**DATASET CONTENT:**
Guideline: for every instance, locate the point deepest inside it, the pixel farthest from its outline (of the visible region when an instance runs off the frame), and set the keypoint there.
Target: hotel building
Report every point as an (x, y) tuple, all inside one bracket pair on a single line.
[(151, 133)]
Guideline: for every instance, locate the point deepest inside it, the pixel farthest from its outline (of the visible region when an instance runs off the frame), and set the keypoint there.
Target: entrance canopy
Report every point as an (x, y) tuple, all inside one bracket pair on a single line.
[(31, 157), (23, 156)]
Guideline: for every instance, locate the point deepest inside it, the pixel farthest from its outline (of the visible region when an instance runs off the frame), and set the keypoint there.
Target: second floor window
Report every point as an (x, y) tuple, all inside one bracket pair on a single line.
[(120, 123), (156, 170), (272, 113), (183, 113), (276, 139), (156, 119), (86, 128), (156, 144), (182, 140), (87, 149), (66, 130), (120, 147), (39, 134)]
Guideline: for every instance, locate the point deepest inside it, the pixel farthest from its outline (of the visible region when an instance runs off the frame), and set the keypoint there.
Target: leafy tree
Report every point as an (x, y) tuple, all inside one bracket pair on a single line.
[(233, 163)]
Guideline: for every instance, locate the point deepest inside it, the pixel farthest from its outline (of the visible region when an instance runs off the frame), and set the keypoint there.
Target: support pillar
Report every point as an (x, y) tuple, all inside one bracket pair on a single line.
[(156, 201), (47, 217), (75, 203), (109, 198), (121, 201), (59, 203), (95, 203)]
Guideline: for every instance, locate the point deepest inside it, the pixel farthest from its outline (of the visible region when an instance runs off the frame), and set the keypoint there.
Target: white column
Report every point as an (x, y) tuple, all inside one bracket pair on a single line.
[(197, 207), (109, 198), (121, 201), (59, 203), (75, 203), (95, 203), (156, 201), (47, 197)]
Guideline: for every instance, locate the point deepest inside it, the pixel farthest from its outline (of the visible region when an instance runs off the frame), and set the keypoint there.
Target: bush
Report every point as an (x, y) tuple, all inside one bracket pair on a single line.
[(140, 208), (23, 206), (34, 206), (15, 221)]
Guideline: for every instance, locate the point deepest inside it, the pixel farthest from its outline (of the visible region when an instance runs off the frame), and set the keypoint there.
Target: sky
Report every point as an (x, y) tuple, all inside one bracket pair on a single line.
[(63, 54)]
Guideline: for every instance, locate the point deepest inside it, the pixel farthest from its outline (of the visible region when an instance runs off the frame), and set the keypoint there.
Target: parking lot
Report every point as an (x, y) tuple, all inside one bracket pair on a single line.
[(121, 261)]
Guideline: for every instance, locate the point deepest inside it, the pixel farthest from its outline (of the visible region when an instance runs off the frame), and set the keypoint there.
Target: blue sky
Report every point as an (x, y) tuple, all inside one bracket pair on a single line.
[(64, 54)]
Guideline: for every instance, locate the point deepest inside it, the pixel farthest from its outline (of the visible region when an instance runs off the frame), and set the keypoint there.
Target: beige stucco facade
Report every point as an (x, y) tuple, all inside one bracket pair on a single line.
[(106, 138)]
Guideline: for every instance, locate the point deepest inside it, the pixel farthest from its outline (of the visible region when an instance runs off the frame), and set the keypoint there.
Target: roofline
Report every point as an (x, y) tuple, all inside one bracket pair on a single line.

**AIM:** Reproduce the material above exactly; please quote every line of it.

**IN RESPONSE:**
Guideline: for every instance, locate the point deepest inside it, the pixel farthest from its outline (of the visible region when an instance runs off the frame), and set the keypoint there.
Target: hotel building
Report every point as an (x, y) tuple, all inside one bracket pair on a single line.
[(151, 133)]
Guideline: for every instance, locate the point deepest inside it, the pixel farthest from its outline (of the visible region when an instance runs off the frame), and set the keypoint there.
Target: entrance canopy
Report every point as an (x, y) tuple, all inside one bracket pair on a single line.
[(31, 157), (23, 156)]
Guideline: for every instance, locate the point deepest inside it, the pixel farthest from its outline (of the visible region when an instance runs off the frame), and set the keypoint there.
Target: second floor window
Report every point as an (x, y) tuple, all inside one bracket pair on a single line.
[(120, 123), (156, 170), (272, 113), (183, 113), (276, 139), (156, 119), (86, 128), (156, 144), (182, 140), (87, 149), (66, 130), (120, 147), (39, 134)]
Guideline: for every instance, locate the point deepest inside it, the pixel farthest from its outline (of the visible region when an instance runs off the frame), and set the keypoint there.
Target: leafy tree
Report every point as an (x, y) tuple, all inside one bracket pair on a single line.
[(233, 163)]
Guideline: for every instance, locate the point deepest inside it, the pixel farthest from its outline (of the visible region when an instance runs off the frame), and set the keypoint there.
Target: support pillar
Report every point as an (x, y) tuple, all inside one bracket pair on a single line.
[(156, 201), (47, 217), (75, 203), (109, 198), (121, 201), (59, 203), (95, 203)]
Guideline: for every instance, locate the point deepest inside it, the pixel farthest from its outline (of the visible region when an instance runs off the frame), and set the keypoint there.
Target: white column
Report every point as an (x, y) tuple, all inside one bracket pair on a single line.
[(197, 207), (109, 198), (121, 201), (59, 203), (75, 203), (95, 203), (156, 201), (47, 197)]
Guideline: for every instance, locate the point deepest inside it, the pixel farthest from its outline (of the visible region when an instance runs off the frame), and set the keypoint there.
Target: bush
Report every point as an (x, y) tuple, all inside one bracket pair on a single line.
[(140, 208), (23, 206), (34, 206), (15, 221)]
Guideline: for every instance, locate the point deepest inside it, the pixel farthest from its outline (of the visible region when an instance runs off the frame), and set the keypoint there.
Target: sky
Report every point as an (x, y) tuple, all inside one bracket pair on a single line.
[(63, 54)]
Guideline: for every instance, locate the point deepest inside it, the pixel farthest from its outline (of the visible region when an instance runs off the frame), and set the keypoint there.
Target: parking lot
Report every point as an (x, y) tuple, all inside one bracket pair on a single line.
[(121, 261)]
Guideline: for every instance, locate the point deepest inside it, the pixel farthest from its outline (of the visible region when an instance runs off the frame), and set the keypoint there.
Target: blue sky
Report every point as an (x, y) tuple, all inside one bracket pair on a single line.
[(64, 54)]
Guideline: for every instance, locate the point deepest inside it, the pixel farthest from its outline (of the visible region when an instance runs off the frame), and set the keypoint there.
Target: beige stucco facade
Report every point as an (x, y) tuple, all inside one bracket pair on a single line.
[(106, 138)]
Guideline: for every instance, locate the point deepest inside it, the pixel farthest from its outline (of the visible region when an instance runs off the frame), and set the keypoint there.
Target: roofline
Report every point as an (x, y) tuple, all inside one bracket pair on a single line.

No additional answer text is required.